▶ RECORDS SUPPLIED:
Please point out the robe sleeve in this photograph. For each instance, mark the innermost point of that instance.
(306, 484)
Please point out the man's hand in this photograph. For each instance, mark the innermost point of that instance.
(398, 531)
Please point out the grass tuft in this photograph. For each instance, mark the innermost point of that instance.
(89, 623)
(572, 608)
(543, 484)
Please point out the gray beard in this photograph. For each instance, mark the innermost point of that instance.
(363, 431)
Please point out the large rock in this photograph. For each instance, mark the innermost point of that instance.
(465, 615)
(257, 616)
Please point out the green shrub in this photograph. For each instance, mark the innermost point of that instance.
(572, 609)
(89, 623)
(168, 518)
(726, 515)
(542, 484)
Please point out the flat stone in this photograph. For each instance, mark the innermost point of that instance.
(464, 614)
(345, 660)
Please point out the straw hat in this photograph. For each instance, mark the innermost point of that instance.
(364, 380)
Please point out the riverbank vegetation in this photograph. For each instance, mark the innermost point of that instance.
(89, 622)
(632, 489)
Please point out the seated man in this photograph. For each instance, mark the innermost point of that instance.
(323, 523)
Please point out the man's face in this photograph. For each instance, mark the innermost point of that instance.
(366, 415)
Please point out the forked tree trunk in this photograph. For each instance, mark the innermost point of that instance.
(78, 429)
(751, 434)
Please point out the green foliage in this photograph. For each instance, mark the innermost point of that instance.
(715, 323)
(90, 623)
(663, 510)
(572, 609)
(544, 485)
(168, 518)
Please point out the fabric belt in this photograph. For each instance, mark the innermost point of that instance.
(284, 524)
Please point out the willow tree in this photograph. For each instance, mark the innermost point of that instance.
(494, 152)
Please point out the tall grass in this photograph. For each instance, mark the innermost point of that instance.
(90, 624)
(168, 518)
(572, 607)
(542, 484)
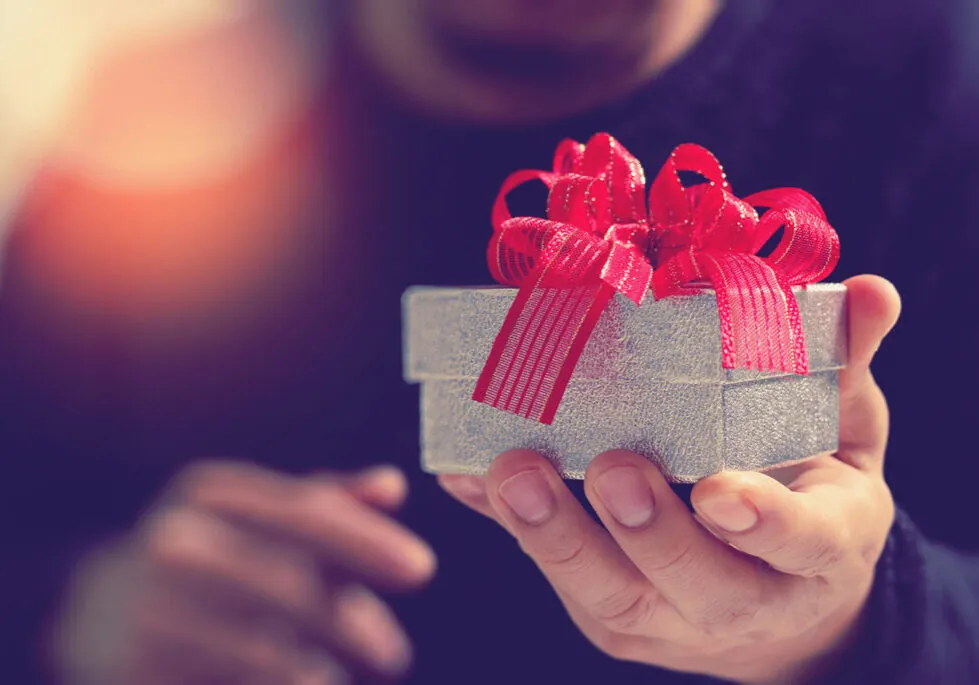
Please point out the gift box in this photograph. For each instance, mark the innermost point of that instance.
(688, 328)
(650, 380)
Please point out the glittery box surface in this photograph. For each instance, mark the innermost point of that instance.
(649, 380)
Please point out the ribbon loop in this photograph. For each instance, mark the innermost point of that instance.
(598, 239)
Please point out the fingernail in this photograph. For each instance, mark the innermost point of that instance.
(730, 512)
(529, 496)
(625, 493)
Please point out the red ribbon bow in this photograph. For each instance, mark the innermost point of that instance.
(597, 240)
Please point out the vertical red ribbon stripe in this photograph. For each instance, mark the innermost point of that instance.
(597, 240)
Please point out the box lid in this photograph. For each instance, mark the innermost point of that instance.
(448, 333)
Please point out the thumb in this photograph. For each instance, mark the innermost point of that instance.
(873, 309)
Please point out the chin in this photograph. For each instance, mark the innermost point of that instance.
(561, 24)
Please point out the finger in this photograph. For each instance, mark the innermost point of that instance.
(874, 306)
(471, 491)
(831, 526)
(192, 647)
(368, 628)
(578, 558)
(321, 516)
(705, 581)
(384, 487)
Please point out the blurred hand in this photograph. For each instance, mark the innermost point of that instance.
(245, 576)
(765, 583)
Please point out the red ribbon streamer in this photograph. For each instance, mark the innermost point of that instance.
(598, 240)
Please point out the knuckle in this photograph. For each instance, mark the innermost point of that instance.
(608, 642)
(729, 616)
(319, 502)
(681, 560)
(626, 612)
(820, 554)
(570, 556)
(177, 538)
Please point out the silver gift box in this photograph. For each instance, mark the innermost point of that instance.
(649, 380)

...

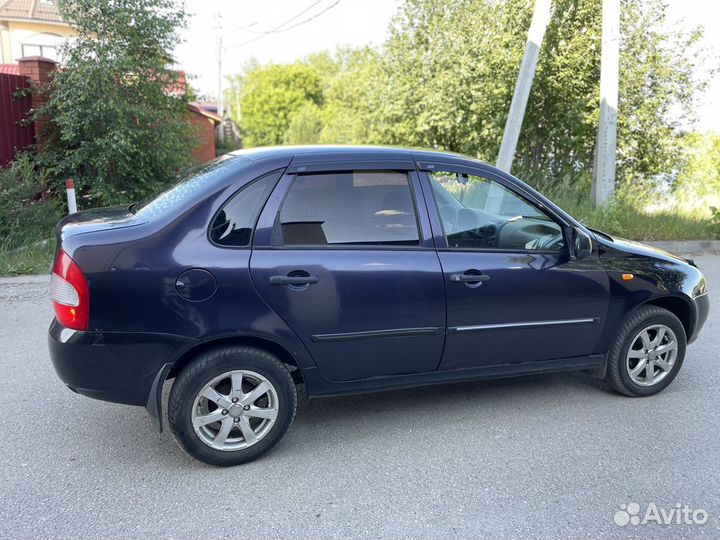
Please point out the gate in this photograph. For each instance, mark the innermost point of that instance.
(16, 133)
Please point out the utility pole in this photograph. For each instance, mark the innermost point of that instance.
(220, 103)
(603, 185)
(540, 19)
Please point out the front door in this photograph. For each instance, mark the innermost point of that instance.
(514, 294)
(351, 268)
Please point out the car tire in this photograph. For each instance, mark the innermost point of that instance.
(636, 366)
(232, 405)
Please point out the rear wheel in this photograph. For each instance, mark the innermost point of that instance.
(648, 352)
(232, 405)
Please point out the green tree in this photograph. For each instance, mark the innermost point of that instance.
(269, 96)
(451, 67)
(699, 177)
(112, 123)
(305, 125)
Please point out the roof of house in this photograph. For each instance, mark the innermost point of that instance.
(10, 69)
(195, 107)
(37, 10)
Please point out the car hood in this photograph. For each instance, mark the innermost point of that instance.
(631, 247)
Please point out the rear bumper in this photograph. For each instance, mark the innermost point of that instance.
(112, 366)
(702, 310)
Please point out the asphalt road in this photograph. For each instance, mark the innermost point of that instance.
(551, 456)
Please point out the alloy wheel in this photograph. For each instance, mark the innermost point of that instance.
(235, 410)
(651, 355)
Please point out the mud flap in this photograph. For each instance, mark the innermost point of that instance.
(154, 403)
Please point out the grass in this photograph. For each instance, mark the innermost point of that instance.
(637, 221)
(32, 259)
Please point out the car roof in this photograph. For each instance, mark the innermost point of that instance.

▶ WHAT YOU ARE ASKED TO DO: In the listing above, locate the line containing "Please point out the rear wheel" and the line containing "Please point out the car roof", then transcribe both and every line between them verbatim.

▶ RESULT OF THIS EXERCISE:
Please point out the rear wheel in this photograph. For each instance, mark the innermost point of that instance.
(648, 352)
(232, 405)
Please point out the green tree in this photograph. For each instance, mark the innermost point of that instance.
(269, 96)
(451, 67)
(699, 177)
(112, 123)
(305, 125)
Please point out the roof of house in this photograph. For each instance, mark the innermost point of that instance.
(10, 69)
(195, 107)
(37, 10)
Please point out the car hood in this photograph. For each instance, mark the innermost point of that instance.
(631, 247)
Please point out the rear bumper in this photograph. For each instance, mark the innermost point of that instance.
(112, 366)
(702, 310)
Please point out the asphalt road in this photograph. For each instance, mark the innermost point of that instance.
(551, 456)
Please point out the alloy wheel in this photograph. For each instance, mark the innermost point of that instance.
(235, 410)
(651, 355)
Please point out the mud flap in this photograph. For each instance, mark the innermost point of that instance.
(154, 403)
Please point out the grass in this photograph. For each instance, mark the innermost point of that instance.
(637, 221)
(32, 259)
Please point out the car roof in this photograph. For each instance, mark the innermost point of that instance.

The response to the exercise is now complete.